YOUR OBJECTIVE: Copy down every row below without changing a single character.

DATASET CONTENT:
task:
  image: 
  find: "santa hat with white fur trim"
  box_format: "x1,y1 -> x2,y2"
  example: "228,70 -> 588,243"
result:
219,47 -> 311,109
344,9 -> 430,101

RESULT OF THIS TASK:
task:
  image: 
  find: "santa hat with white fur trim"
  box_format: "x1,y1 -> x2,y2"
  example: "228,70 -> 588,243"
result:
219,47 -> 311,109
344,9 -> 430,101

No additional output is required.